Quote the whole listing verbatim.

=====

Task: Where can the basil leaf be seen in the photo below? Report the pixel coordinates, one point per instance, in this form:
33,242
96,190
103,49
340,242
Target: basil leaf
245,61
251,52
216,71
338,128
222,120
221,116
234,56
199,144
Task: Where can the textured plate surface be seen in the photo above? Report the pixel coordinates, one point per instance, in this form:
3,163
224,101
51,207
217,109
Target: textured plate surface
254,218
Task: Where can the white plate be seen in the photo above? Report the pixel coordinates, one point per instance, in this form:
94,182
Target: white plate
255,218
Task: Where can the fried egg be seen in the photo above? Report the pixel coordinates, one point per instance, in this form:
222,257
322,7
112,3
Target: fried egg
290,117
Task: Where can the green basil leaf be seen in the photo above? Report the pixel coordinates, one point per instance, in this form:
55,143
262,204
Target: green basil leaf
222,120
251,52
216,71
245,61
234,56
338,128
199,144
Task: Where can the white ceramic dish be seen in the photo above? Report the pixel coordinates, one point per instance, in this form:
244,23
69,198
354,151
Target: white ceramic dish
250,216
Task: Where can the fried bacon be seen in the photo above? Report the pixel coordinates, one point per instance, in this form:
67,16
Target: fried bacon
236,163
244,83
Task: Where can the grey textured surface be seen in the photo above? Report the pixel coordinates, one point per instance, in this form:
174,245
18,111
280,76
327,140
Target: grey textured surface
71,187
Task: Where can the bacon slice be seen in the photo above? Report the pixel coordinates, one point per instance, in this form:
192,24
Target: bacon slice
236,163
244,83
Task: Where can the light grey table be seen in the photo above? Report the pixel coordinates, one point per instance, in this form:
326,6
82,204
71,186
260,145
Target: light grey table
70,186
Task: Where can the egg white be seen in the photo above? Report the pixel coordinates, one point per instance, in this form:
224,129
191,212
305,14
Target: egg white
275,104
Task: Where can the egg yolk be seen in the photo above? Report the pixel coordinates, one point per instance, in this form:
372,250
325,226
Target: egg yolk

=====

The solution:
Task: Where can the basil leaf be seen in the photo below? Report the pixel coordinates, one point per instance, in this form:
33,242
96,190
103,49
340,242
Target: basil leaf
245,61
251,52
216,71
338,128
222,120
221,116
234,56
199,144
Task: Where can the textured plate surface be seen in the photo above? Report the pixel coordinates, one point per instance, in this form:
3,163
224,101
51,207
217,109
Target: textured plate surface
254,218
Task: Where can the white plate be seen in the photo above? Report the pixel coordinates, one point per instance, in this form:
94,182
Target: white plate
255,218
Task: Where can the fried egg be seen in the photo above? Report the pixel coordinates, one point per instance, in this form:
222,257
322,7
112,3
Target: fried egg
290,117
Task: Where can the green basil leaf be seen in the photo above? Report the pixel coordinates, one point per instance, in this form:
55,143
262,204
Target: green basil leaf
222,120
251,52
216,71
245,61
234,56
338,128
199,144
Task: Where can the white ceramic dish be seen in the photo above? Report the pixel coordinates, one point per instance, in this form:
244,23
69,198
354,151
Target: white ceramic dish
250,216
Task: Where can the fried bacon be seen in the photo above? Report the pixel coordinates, one point per instance, in this form:
67,16
Target: fried bacon
236,163
244,83
Task: Where can the grey textured surface be seen in the photo above? Report the pixel coordinates, one point per instance, in this form:
174,245
18,111
280,76
327,140
Target: grey textured surface
71,187
Task: Where can the bacon slice be seen in the photo above? Report the pixel coordinates, one point per instance, in this form:
192,24
Target: bacon slice
236,163
244,83
Task: Where can the light grey table be seen in the photo above? Report the pixel coordinates, one point per instance, in this form:
326,6
82,204
71,186
260,145
Target: light grey table
70,186
Task: Where can the egg white be seen in the photo above? Report the pixel coordinates, one point per instance, in this form:
224,129
191,212
305,14
Target: egg white
275,104
Task: Where can the egg yolk be seen in the photo above? Report the pixel coordinates, one point per instance, in this form:
372,250
325,226
Target: egg yolk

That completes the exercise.